_Texte à lire_:
--

Certains pensaient que la démission de Mme Taubira était une excellente nouvelle. J’étais circonspect lors de l’annonce de son départ car je me suis tout de suite demandé ce qui pouvait avoir poussé cette personne, si attachée à son poste contre vents et marées, à quitter le navire. Malheureusement mes craintes se sont très vite avérées en deçà de la réalité…

Pendant que nos médias et la classe politique discutaient de l’utilité ou non de la déchéance de nationalité, un premier article paru lundi dernier est venu s’ajouter à la longue liste de ce que je vous rapportais déjà (IMSI catchers, Pheme, volonté pour certains d’avoir accès aux clés de chiffrement de certains appareils ou logiciels, etc …) : la possibilité de faciliter l’ouverture de feu pour les forces de l’ordre présente dans l’article 20 du projet de loi de la réforme de la procédure pénale.

--

_Lignes_:
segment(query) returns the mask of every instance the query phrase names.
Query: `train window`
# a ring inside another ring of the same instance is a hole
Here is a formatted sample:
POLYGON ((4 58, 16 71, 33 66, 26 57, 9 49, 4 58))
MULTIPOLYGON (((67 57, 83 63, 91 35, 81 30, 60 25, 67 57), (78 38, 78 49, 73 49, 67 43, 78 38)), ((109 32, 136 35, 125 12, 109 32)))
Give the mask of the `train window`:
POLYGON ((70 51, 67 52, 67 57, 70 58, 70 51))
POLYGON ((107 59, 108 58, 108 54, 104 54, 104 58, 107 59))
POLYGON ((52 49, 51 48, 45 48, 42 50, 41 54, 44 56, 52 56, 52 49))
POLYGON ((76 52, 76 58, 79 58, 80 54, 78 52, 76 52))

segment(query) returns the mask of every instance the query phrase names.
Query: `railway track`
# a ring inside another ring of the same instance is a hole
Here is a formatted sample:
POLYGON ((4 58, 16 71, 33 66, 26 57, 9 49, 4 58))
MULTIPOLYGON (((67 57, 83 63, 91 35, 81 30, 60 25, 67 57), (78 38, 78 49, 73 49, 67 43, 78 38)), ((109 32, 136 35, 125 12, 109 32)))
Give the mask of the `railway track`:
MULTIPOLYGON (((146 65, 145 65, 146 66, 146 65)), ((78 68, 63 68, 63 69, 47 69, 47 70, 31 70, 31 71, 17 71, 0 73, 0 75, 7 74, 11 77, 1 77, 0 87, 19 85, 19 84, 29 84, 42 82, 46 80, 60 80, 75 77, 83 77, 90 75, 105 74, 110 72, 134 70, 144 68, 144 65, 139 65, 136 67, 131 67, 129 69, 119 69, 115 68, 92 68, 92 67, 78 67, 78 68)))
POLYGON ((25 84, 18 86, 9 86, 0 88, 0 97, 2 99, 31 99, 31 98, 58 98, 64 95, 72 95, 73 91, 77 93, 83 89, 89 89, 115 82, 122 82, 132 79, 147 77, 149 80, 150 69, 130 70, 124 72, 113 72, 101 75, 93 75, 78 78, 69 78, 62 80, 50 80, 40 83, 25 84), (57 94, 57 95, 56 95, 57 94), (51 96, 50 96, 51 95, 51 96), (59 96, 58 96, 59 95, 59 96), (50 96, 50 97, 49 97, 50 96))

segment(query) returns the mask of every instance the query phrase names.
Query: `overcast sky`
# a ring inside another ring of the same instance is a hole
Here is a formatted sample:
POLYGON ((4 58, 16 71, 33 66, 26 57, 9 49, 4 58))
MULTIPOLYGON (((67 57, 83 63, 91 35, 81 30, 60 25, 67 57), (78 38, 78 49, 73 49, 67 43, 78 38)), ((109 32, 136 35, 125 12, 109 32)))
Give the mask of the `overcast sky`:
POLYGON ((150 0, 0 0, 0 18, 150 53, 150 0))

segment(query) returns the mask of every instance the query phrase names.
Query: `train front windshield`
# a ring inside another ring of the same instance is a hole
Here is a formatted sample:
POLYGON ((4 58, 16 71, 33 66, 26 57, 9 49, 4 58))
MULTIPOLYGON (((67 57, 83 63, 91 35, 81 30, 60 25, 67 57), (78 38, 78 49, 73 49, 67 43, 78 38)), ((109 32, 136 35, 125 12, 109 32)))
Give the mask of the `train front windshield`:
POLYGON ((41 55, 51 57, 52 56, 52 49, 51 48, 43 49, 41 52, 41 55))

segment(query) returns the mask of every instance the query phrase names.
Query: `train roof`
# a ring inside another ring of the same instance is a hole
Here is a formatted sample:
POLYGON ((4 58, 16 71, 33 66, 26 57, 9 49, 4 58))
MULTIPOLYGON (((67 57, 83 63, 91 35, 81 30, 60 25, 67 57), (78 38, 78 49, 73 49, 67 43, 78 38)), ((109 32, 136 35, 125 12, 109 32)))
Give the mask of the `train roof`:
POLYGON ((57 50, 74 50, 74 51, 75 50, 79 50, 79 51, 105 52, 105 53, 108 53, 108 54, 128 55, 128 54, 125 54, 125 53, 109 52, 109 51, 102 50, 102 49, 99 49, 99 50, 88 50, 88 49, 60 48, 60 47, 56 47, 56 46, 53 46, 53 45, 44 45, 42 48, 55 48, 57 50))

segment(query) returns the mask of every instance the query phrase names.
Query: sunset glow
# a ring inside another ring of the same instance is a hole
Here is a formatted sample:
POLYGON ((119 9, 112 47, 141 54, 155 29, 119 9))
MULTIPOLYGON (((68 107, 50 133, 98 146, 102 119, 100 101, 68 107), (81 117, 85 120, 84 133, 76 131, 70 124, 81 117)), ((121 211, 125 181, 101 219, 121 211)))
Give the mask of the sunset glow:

--

Recopiez intégralement, s'il vous plaît, le texte sur la démission de Mme Taubira, sans rien y changer.

Certains pensaient que la démission de Mme Taubira était une excellente nouvelle. J’étais circonspect lors de l’annonce de son départ car je me suis tout de suite demandé ce qui pouvait avoir poussé cette personne, si attachée à son poste contre vents et marées, à quitter le navire. Malheureusement mes craintes se sont très vite avérées en deçà de la réalité…

Pendant que nos médias et la classe politique discutaient de l’utilité ou non de la déchéance de nationalité, un premier article paru lundi dernier est venu s’ajouter à la longue liste de ce que je vous rapportais déjà (IMSI catchers, Pheme, volonté pour certains d’avoir accès aux clés de chiffrement de certains appareils ou logiciels, etc …) : la possibilité de faciliter l’ouverture de feu pour les forces de l’ordre présente dans l’article 20 du projet de loi de la réforme de la procédure pénale.